• [Description of the task] Exactly reproduce the line that contains "column 65, row 164" and all lines after it in the entries below, through the very last line.

*** Opening Data to process ***

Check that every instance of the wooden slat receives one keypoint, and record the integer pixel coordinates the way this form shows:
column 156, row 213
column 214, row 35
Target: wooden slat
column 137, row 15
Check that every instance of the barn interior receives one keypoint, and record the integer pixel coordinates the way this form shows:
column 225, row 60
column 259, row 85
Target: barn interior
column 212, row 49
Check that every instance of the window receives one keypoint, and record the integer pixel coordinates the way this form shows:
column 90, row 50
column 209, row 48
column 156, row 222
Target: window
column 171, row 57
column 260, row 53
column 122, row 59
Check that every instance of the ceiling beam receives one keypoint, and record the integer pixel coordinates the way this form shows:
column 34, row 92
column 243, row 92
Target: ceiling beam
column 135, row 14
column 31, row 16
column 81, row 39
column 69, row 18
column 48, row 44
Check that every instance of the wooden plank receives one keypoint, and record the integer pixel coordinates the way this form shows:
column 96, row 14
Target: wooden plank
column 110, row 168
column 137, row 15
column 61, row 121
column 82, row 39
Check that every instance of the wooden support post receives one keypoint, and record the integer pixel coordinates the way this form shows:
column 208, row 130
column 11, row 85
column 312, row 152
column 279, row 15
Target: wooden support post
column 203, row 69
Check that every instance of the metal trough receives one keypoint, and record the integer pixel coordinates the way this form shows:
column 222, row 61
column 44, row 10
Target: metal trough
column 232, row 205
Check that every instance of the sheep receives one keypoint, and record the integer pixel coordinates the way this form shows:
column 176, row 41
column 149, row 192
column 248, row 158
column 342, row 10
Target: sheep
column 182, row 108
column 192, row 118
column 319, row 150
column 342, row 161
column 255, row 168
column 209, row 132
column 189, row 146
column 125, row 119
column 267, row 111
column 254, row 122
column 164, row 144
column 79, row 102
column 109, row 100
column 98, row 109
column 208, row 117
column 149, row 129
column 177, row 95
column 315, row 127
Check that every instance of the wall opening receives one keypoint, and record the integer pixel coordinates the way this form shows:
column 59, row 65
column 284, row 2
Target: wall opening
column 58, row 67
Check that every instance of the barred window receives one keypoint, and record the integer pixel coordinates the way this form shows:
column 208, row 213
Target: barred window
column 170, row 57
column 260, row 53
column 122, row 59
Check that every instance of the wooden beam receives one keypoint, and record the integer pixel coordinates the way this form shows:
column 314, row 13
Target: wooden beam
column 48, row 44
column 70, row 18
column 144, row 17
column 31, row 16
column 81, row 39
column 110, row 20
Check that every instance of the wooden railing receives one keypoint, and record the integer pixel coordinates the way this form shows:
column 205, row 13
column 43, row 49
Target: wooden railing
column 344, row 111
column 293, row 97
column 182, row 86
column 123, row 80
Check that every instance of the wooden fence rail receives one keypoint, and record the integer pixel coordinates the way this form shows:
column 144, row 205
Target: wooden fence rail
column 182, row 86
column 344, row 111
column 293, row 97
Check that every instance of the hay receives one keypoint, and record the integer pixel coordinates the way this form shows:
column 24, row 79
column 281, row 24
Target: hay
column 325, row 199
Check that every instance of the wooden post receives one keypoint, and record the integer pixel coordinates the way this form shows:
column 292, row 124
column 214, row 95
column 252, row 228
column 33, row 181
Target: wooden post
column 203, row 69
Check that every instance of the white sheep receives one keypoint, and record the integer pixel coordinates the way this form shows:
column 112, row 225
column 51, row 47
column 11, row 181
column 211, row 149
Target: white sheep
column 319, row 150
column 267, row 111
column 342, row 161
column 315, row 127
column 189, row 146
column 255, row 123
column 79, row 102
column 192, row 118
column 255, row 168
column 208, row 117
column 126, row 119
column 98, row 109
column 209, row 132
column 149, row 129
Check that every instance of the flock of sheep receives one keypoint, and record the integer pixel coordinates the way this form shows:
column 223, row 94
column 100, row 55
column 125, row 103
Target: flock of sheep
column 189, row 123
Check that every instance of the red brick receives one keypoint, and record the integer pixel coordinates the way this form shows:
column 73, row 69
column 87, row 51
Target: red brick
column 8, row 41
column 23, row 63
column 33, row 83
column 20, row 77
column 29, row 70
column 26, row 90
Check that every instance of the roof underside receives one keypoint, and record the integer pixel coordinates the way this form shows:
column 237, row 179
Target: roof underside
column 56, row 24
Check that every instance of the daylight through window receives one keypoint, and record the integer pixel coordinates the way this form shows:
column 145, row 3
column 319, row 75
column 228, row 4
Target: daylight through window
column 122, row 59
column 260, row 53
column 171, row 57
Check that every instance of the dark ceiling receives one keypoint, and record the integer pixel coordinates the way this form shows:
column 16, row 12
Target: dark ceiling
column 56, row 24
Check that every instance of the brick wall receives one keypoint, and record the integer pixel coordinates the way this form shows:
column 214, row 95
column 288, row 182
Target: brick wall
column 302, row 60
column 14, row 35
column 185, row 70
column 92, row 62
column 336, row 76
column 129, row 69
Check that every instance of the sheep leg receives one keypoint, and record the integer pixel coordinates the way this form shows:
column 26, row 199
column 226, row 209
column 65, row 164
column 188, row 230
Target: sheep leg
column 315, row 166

*** Closing Data to process ***

• [Finished task]
column 65, row 164
column 188, row 230
Target: sheep leg
column 315, row 166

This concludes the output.